▶ Extracted text
Other communities have incorporated those with same-sex and gender-variant orientations into their cosmologies, with spirits that switched sexes, combined genders, and made same-sex love. Vodou in Haiti and the French Caribbean/New Orleans recognizes Lwa-Gods that protect LGBTQ people, such as Erzulie Dantor for Lesbians and Erzulie Freda for gay men. Chinese Daoism, with a gendered cosmology that treats the feminine as essential to cosmic order and co-equal with the masculine, contains in its pantheon the Rabbit God, Patron of LGBTQ people. Yoruba-based New World African religions such as Cuban Santería and Brazilian Candomblé allow each individual to manifest the Orixá-Gods, whose genders need not match that of the person manifesting them. Like Vodou (there are Vodou congregations of LGBTQ people in Port-au-Prince), these religions also have Divine Protectors for LGBTQ people. Native American/Hawaiian/Siberian/Indonesian peoples recognize people with same-sex and gender-variant orientations as having valid identities, and may even hold them in esteem.

(Point placement records)
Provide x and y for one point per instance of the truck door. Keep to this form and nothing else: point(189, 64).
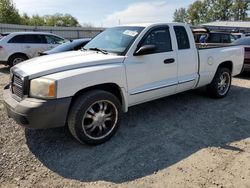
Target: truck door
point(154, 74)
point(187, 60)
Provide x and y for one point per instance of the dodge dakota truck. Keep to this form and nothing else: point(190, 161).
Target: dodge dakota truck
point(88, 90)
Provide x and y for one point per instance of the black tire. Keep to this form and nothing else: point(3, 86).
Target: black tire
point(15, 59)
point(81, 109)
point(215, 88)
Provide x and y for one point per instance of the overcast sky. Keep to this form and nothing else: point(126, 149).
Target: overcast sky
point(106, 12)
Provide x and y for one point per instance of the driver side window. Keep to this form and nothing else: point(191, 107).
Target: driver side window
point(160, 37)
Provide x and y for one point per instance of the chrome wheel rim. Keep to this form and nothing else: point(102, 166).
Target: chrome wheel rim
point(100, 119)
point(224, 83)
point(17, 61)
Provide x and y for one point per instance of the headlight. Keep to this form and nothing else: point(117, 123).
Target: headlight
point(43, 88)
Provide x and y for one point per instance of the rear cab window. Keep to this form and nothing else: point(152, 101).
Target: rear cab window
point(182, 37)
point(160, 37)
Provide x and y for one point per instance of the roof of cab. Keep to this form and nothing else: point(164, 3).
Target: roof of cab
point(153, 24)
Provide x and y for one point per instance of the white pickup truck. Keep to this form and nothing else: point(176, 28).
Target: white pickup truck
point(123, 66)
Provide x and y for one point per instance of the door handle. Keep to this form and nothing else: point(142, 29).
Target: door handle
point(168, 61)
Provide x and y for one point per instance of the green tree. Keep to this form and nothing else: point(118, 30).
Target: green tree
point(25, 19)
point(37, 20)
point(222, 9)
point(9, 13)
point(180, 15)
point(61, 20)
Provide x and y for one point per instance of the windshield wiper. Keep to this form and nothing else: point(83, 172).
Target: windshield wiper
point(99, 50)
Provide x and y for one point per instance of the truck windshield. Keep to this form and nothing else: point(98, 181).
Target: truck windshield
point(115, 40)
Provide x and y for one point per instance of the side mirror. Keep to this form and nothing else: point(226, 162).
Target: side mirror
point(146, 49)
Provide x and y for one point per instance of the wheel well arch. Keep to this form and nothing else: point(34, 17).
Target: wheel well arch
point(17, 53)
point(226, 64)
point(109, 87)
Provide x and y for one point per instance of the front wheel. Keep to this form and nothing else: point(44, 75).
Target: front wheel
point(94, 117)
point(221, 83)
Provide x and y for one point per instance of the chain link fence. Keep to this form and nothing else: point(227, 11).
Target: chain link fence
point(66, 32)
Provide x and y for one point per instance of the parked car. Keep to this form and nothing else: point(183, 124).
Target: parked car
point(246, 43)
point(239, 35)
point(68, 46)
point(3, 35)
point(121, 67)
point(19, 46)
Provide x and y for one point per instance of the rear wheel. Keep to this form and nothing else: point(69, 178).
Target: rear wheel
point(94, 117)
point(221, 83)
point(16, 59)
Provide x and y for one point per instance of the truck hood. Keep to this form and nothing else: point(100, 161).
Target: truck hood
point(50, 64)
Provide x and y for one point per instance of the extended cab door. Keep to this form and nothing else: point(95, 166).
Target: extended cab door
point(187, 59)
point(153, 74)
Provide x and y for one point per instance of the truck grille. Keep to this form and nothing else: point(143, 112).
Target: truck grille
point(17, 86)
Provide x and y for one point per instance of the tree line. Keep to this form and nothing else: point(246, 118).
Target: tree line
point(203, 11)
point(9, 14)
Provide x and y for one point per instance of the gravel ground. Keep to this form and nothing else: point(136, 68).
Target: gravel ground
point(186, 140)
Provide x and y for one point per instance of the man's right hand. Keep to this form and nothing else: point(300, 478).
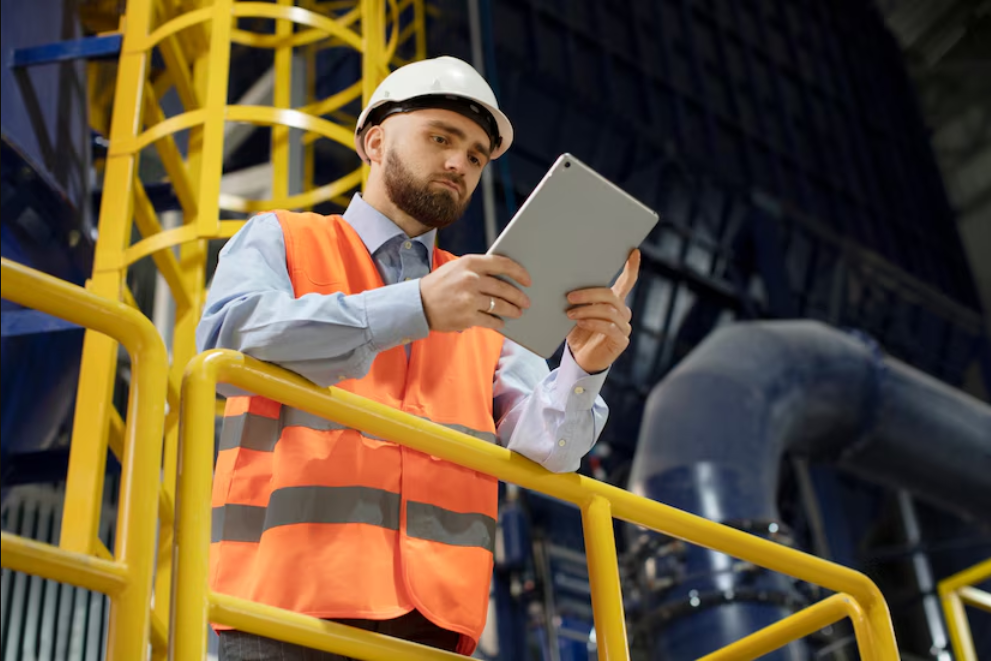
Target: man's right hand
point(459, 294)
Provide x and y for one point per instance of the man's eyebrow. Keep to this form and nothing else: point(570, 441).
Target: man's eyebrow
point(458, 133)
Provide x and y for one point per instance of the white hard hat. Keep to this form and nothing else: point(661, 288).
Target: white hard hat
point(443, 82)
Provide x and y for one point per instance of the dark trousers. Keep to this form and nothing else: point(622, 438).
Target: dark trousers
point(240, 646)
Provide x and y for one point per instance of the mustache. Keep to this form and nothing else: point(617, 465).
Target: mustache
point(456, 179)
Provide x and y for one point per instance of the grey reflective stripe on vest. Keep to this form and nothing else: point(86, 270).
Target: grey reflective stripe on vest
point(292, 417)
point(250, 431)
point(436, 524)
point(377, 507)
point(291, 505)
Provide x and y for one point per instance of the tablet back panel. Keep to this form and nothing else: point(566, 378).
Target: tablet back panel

▶ Aim of the exercise
Pick up the passage on LGBTQ identities in religious cosmologies from its final sentence and continue it in the same style.

▶ Result of this exercise
Shrines
An important facet of gay spirituality is shrines and memorials that have sprung up in the post-Stonewall world. Tombs of icons such as Oscar Wilde, Gertrude Stein, Alice B. Toklas and Michel Foucault are common sites of pilgrimage, as is the Stonewall Inn in Manhattan, the Gay Liberation Monument in front of it, the Castro Theatre in San Francisco, the Homomonument in Amsterdam, the town of Eresos on the Isle of Lesbos.
We’ve Come a Long Way, Baby!
If you have any acquaintances (or family members) that have a problem with your identity on spiritual grounds, just tell them an important Buddhist monk from Vietnam said that God is a lesbian. If nothing else, you can create a sense of befuddlement in the deep waters of their biases, thus allowing the lotus of understanding to blossom forth. Or you can tell them a medieval woman named Julian said Jesus was our Mother.
Come to think of it, both God-as-Lesbian and Jesus-as-Mother sound pretty close to a Haitian Goddess. Maybe Thich and Julian have been twittering each other on the spiritual plane, and are Facebook friends in Heaven with Erzulie Dantor!
And, speaking of spirituality, send your love and whatever aid you can to Haiti.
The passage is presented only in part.